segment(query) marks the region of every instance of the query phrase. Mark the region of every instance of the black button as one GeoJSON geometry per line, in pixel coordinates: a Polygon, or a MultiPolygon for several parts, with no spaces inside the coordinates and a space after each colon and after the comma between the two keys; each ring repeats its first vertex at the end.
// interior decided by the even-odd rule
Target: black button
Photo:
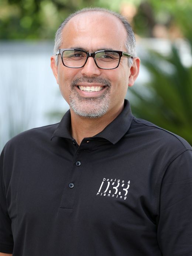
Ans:
{"type": "Polygon", "coordinates": [[[79,165],[80,165],[80,162],[79,162],[79,161],[78,161],[77,162],[76,162],[76,165],[77,166],[79,166],[79,165]]]}

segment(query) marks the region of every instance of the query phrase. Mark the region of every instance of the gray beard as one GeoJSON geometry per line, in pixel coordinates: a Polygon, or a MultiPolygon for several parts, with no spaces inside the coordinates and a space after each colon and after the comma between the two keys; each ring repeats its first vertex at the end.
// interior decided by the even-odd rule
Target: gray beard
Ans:
{"type": "Polygon", "coordinates": [[[96,118],[101,117],[107,112],[109,105],[109,93],[111,88],[111,84],[109,80],[100,78],[82,77],[75,79],[71,82],[71,87],[72,92],[69,96],[69,104],[76,114],[83,117],[96,118]],[[82,97],[74,88],[78,83],[85,82],[99,83],[107,88],[99,97],[82,97]]]}

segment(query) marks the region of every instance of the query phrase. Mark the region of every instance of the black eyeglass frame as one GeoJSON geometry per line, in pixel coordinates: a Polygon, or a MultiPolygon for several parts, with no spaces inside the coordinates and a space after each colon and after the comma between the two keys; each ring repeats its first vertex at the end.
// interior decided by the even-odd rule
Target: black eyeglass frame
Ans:
{"type": "Polygon", "coordinates": [[[57,51],[56,53],[56,55],[58,55],[59,54],[60,54],[61,55],[61,60],[62,61],[62,62],[63,63],[63,65],[67,67],[67,68],[82,68],[86,64],[86,63],[88,59],[88,58],[89,58],[89,57],[92,57],[93,58],[93,59],[94,60],[96,66],[97,67],[97,68],[100,68],[102,69],[114,69],[115,68],[117,68],[118,67],[119,65],[119,63],[120,63],[120,61],[121,60],[121,57],[123,56],[127,57],[127,58],[131,58],[132,59],[133,58],[133,57],[132,56],[132,55],[131,55],[131,54],[129,54],[128,53],[127,53],[127,52],[121,52],[120,51],[113,51],[112,50],[100,50],[100,51],[97,51],[95,52],[92,52],[92,53],[91,53],[90,52],[87,52],[86,51],[84,51],[84,50],[82,50],[80,49],[59,49],[58,51],[57,51]],[[64,64],[63,60],[63,52],[65,51],[69,51],[70,50],[75,51],[80,51],[82,52],[85,52],[87,54],[87,59],[86,59],[84,64],[82,66],[78,67],[73,67],[71,66],[67,66],[66,65],[64,64]],[[116,53],[117,53],[119,54],[119,60],[117,65],[115,68],[100,68],[97,64],[96,60],[95,59],[95,54],[96,54],[98,52],[116,52],[116,53]]]}

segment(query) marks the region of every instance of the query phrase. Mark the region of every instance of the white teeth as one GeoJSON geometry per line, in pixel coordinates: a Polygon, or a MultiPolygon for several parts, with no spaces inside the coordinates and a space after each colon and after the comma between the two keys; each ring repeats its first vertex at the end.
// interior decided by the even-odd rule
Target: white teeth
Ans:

* * * * * * *

What you have to do: Each entry above is to be written out again unchanged, apart from the pictures, which are left out.

Answer for the task:
segment(query) marks the region of every instance of the query phrase. Mark the region of every instance of the black button as one GeoJSON geometry per line, in pixel coordinates: a Polygon, or a MultiPolygon for several parts, with no spaces inside the coordinates and a space after each colon and after the comma between the two keys; each ring repeats its first vertex at the end.
// interior decided by the even-odd rule
Target: black button
Photo:
Ans:
{"type": "Polygon", "coordinates": [[[79,165],[80,165],[80,162],[79,162],[79,161],[78,161],[77,162],[76,162],[76,165],[77,166],[79,166],[79,165]]]}

segment(query) marks the region of every instance of the query phrase. Mark the region of every instance of the gray beard as one GeoJSON geometry per line, in pixel coordinates: a Polygon, or a MultiPolygon for several parts, with no spaces inside the coordinates and a space after each colon and after the comma between the two keys; each ring repeats its first vertex at the end.
// interior decided by the even-odd rule
Target: gray beard
Ans:
{"type": "Polygon", "coordinates": [[[96,118],[101,117],[107,112],[109,105],[109,93],[111,88],[111,84],[109,80],[100,78],[82,77],[75,79],[71,82],[71,87],[72,92],[69,96],[69,104],[76,114],[83,117],[96,118]],[[82,97],[74,88],[78,83],[85,82],[99,83],[107,88],[99,97],[82,97]]]}

segment(query) marks the region of every instance of the query phrase. Mark the region of every instance of the black eyeglass frame as one GeoJSON geometry per line, in pixel coordinates: a Polygon, or a MultiPolygon for several parts, with no spaces inside the coordinates and a space after each colon and after the comma between the two keys; each ring repeats its first vertex at the end.
// interior decided by the even-odd rule
Target: black eyeglass frame
Ans:
{"type": "Polygon", "coordinates": [[[57,51],[56,53],[56,55],[58,55],[59,54],[60,54],[61,55],[61,60],[62,61],[62,62],[63,63],[63,65],[67,67],[67,68],[82,68],[86,64],[86,63],[88,59],[88,58],[89,58],[89,57],[92,57],[93,58],[93,59],[94,60],[96,66],[97,67],[97,68],[100,68],[102,69],[114,69],[115,68],[117,68],[118,67],[119,65],[119,63],[120,63],[120,61],[121,60],[121,57],[123,56],[127,57],[127,58],[131,58],[132,59],[133,58],[133,57],[132,56],[132,55],[131,55],[131,54],[129,54],[128,53],[127,53],[127,52],[121,52],[120,51],[113,51],[112,50],[100,50],[100,51],[97,51],[95,52],[92,52],[92,53],[91,53],[90,52],[87,52],[86,51],[84,51],[84,50],[82,50],[80,49],[59,49],[58,51],[57,51]],[[64,64],[63,60],[63,52],[65,51],[69,51],[70,50],[75,51],[80,51],[82,52],[85,52],[87,54],[87,59],[86,59],[84,64],[82,66],[78,67],[73,67],[71,66],[67,66],[66,65],[64,64]],[[116,53],[117,53],[119,54],[119,60],[117,65],[115,68],[100,68],[97,64],[96,60],[95,59],[95,54],[96,54],[98,52],[116,52],[116,53]]]}

segment(query) marks the region of every instance of the query phrase. Mark the region of every instance of the white teeth as one GeoJSON geometry per line, in pixel coordinates: a Polygon, or a MultiPolygon for several parts, with no spaces inside the coordinates and a space after each colon and after the comma between the two keys; each ring repeats its first vertex at the end.
// interior decided by the even-odd rule
Target: white teeth
Ans:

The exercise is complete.